= Exercise objective =
Set down every line of the data exactly, skipping the pictures.

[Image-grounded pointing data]
= = =
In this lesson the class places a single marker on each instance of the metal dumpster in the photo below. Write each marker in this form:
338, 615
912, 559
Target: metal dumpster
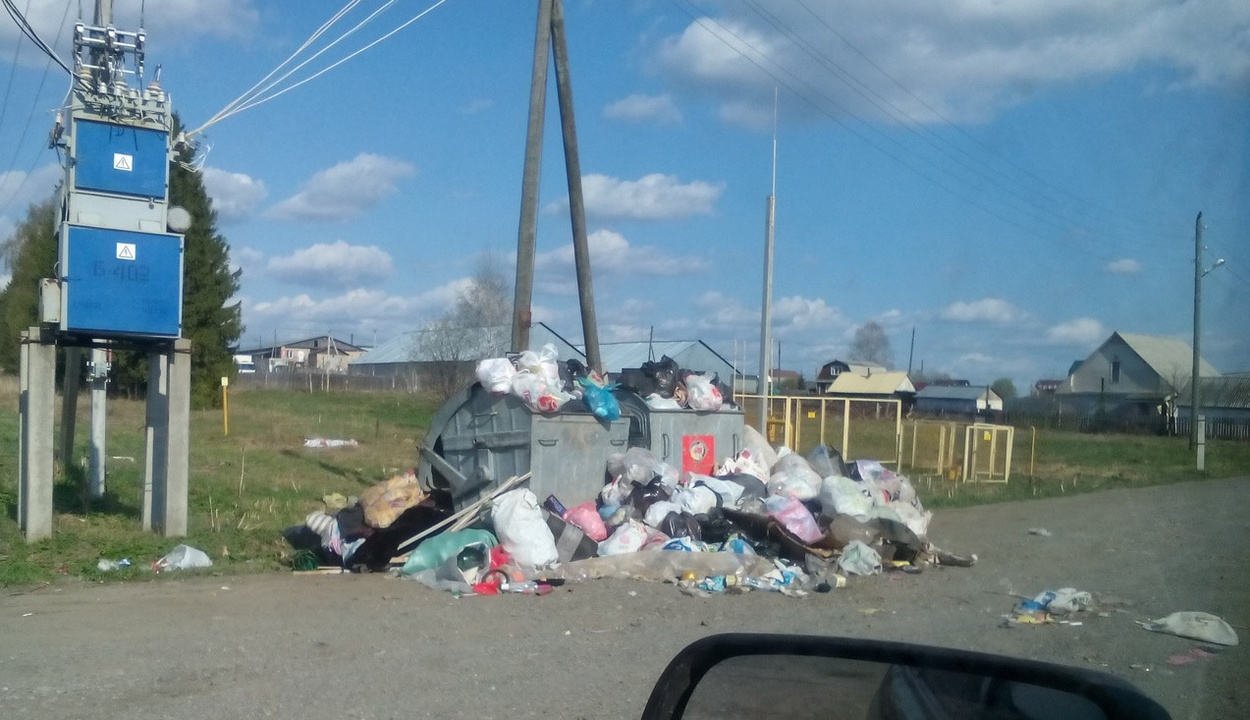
478, 440
688, 440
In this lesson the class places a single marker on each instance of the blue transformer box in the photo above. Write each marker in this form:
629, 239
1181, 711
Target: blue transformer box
120, 159
121, 283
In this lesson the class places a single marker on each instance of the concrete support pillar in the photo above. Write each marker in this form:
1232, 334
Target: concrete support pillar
38, 376
69, 404
166, 460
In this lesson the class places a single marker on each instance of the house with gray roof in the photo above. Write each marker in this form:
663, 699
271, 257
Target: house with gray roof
1133, 380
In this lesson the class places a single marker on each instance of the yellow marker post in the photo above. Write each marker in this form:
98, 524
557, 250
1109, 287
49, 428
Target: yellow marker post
225, 405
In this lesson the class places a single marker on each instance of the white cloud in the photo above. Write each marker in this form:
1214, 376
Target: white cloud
645, 108
653, 196
355, 309
345, 190
611, 254
1079, 331
985, 310
1124, 266
333, 265
246, 259
234, 194
964, 61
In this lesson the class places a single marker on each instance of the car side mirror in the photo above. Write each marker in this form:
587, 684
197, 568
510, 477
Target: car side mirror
798, 676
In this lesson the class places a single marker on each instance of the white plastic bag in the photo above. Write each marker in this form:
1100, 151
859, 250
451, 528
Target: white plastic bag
843, 496
1196, 626
541, 363
521, 529
759, 448
539, 391
695, 500
495, 374
790, 513
729, 491
183, 558
659, 510
859, 559
701, 394
656, 401
629, 538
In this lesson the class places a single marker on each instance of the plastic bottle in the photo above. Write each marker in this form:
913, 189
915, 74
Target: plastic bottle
526, 588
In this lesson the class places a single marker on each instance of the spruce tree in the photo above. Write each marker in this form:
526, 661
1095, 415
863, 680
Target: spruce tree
30, 254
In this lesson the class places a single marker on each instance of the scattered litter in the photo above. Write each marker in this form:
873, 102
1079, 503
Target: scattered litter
329, 443
761, 519
1196, 626
183, 558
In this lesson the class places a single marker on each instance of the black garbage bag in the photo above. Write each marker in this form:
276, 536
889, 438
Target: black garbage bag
304, 538
751, 485
376, 551
714, 528
664, 373
680, 525
571, 371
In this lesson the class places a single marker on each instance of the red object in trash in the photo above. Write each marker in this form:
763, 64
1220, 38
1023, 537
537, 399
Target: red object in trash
699, 454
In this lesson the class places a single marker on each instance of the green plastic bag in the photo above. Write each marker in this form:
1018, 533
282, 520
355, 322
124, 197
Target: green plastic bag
434, 551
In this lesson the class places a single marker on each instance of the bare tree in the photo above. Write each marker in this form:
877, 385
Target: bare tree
479, 325
871, 345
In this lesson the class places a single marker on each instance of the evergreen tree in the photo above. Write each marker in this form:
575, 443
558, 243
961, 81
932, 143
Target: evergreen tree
30, 254
209, 323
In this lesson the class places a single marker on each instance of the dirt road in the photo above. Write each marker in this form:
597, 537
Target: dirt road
370, 646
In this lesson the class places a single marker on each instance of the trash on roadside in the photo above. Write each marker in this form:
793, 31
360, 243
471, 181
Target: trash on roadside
183, 558
329, 443
763, 519
1194, 625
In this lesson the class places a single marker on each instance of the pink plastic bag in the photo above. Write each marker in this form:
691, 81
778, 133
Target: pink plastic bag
586, 519
795, 518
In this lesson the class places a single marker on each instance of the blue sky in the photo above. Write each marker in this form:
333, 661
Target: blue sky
1014, 180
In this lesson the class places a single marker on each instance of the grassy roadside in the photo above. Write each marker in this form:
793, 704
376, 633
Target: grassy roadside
= = =
= Problem solution =
In this lesson the class places a single marker on each instance of the metal dumpster in the photo below. Write each marker in this form:
338, 615
912, 559
Target: metal dumpster
478, 440
688, 440
In this lesson the class places a single marker on each instance of the blue transformer box in the photo above. Write each marker in this form:
629, 239
1181, 711
Target: blue transformer box
120, 159
121, 283
In this lesson the class places a single marker on each instance of the concrete support pillar in the photo above. Write each marker in this form:
1232, 334
Target: concrete support pillar
38, 376
69, 404
166, 460
In this lesson the class places a single marker on each instance of the house with gray roof in the photo above. Write each marker in this form:
663, 699
271, 257
Target: house with gray roof
1133, 380
In this lesson the class places a single marker on each instance of the yellow marker post in the photo above. Write each marker in this form:
98, 524
557, 250
1109, 287
49, 428
Target: yellow marker post
225, 405
In this lesson the class places a single marker on each instance of the white cloud in the photo above. Write each marker in this form:
1214, 376
Target: white cloud
645, 108
653, 196
355, 309
345, 190
611, 254
1079, 331
985, 310
1124, 266
333, 265
246, 259
234, 194
964, 61
In this lesson the class places a single marker on each instance of the car side mirror in the photo above. Write each marker in this form:
587, 684
197, 568
510, 477
Target: car side mirror
798, 676
In this lesson the class places a single marker on each instance of the white plastic bag in the photo above. Write each marker in this form:
1100, 151
859, 250
451, 528
Target: white plastic bag
843, 496
1196, 626
541, 363
521, 529
759, 448
539, 391
695, 500
495, 374
790, 513
729, 491
183, 558
659, 510
859, 559
701, 394
656, 401
629, 538
In this lesson the class places a single marker on each instance of the plastic bottle in the photo above. Write each marker in this form:
913, 189
915, 74
Target: plastic bottle
526, 588
In this lesson the class places a single marker on each instance of the spruce tree in the photo above. Write each marker in this form:
526, 661
1095, 415
863, 680
Target: spruce tree
30, 254
In this lesson the class places a single marker on each instance of the scattered litter in the photo above. Write each marker in this form:
873, 102
1079, 503
Target: scattered litter
329, 443
761, 519
1196, 626
183, 558
In this lesson the class places a single marker on each instance of the black garbage bag in the photo above. Write each marker in this form:
276, 536
889, 438
Target: black garbage bag
304, 538
751, 485
376, 551
714, 528
664, 373
680, 525
571, 371
In this lesson the class places a single marker on each instance of the red object in trash in the photo above. Write each marker in this form:
763, 64
1220, 38
1023, 537
537, 399
Target: red object in trash
699, 454
In this lesson the class places a single marker on each instance of the green plastic bag in the photo above. Write each marker in this form:
1018, 533
282, 520
355, 322
124, 197
Target: green plastic bag
434, 551
In this lesson the class places a single marker on each instance of the bare tree in the photo above. Write each marker in this form:
877, 385
Target: bare tree
479, 325
871, 345
In this lesson the class places a single marker on each instance of the evergreen tree in the photo above. Write each marker in this form:
575, 443
558, 243
961, 81
932, 143
Target: evergreen tree
30, 254
209, 323
In this lesson the class places a single marker on each instance of the dirt road in the photo above. Write each marker in this form:
597, 537
Target: dirt road
370, 646
In this lesson the class places a single marker on each instance of the trash on roadside in the photo above. Write each marker in this form:
793, 31
360, 243
471, 181
Target: trash on roadside
183, 558
329, 443
763, 519
1194, 625
In this lesson the class places a single marker on each instance of the pink plastic bag in the photo above. Write each marker in this form:
691, 81
778, 133
Target: pink plastic bag
586, 519
795, 518
In this lesson the class places a single marker on each instance of the blue sky in the photo above. Write each marker in this form:
333, 661
Target: blue sky
1014, 180
In this lesson the class places a single marker on each instance of the grassy roadside in the photo above. Write each marker in this form:
793, 704
376, 633
Target: grassy roadside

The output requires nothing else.